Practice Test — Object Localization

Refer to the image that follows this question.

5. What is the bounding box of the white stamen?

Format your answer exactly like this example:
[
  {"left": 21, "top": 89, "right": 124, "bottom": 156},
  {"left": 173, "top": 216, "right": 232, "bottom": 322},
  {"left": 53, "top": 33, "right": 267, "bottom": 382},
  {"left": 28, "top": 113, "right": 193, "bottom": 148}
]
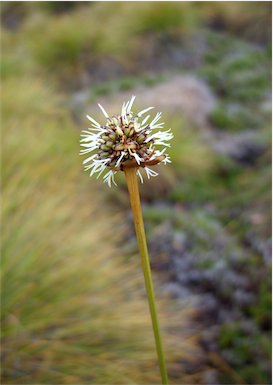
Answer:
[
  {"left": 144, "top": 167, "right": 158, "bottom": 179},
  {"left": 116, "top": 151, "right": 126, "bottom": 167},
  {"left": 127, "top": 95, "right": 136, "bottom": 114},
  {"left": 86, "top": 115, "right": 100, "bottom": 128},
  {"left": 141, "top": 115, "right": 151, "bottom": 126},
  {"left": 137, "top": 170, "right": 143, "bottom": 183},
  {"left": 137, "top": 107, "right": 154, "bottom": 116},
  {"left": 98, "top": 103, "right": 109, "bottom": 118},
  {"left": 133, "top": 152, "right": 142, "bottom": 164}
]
※
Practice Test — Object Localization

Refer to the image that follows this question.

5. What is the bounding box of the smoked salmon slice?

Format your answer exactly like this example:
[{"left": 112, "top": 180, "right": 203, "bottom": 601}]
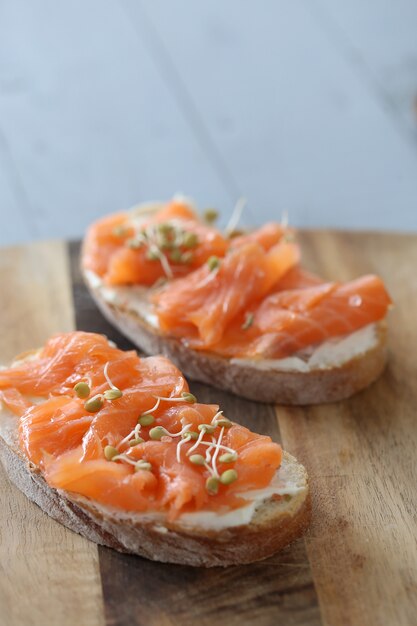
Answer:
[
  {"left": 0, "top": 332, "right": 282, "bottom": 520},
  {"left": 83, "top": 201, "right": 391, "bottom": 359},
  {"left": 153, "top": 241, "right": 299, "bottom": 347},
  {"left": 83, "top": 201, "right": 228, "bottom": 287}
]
※
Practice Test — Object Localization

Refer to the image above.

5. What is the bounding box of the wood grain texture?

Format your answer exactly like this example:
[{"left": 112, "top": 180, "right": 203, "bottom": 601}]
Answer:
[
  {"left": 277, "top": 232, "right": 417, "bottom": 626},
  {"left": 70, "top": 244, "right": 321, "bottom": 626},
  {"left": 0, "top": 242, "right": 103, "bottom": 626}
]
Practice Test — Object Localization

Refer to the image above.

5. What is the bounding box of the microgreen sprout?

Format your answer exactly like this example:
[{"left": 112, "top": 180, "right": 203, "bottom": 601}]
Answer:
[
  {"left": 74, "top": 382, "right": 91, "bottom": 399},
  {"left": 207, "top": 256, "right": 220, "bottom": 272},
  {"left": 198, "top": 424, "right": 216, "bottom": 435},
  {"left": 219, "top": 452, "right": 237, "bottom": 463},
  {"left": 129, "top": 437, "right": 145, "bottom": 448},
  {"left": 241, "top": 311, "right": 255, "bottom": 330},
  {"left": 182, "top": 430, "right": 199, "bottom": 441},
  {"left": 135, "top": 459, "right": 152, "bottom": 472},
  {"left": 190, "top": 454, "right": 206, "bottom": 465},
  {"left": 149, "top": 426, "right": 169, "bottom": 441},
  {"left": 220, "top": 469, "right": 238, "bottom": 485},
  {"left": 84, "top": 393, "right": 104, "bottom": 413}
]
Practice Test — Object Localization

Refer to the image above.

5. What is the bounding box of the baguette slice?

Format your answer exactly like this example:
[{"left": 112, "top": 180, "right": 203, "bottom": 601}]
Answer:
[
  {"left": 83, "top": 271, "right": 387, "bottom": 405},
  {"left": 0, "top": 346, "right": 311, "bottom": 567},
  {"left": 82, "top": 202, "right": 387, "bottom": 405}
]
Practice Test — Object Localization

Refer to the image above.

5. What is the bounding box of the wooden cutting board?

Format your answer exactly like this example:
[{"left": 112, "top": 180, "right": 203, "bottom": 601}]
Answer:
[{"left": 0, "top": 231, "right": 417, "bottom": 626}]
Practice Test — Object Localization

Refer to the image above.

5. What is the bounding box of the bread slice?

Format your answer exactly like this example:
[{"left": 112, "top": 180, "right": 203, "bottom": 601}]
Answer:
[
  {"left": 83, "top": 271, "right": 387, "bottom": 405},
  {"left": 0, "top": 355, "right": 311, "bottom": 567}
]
※
> **YOUR TASK**
List every line of the lines above that contains the string "What".

> **ANSWER FOR THIS EXERCISE**
5. What is the bounding box of the white stamen?
5. What is the bounding box of the smoked salmon slice?
5. What is the bounding box of the wood grain texture?
5. What is the bounding box of the microgreen sprout?
5. What is the bounding box of the baguette slice?
5. What is the bounding box of the wooden cutting board?
5. What is the bounding box of the bread slice?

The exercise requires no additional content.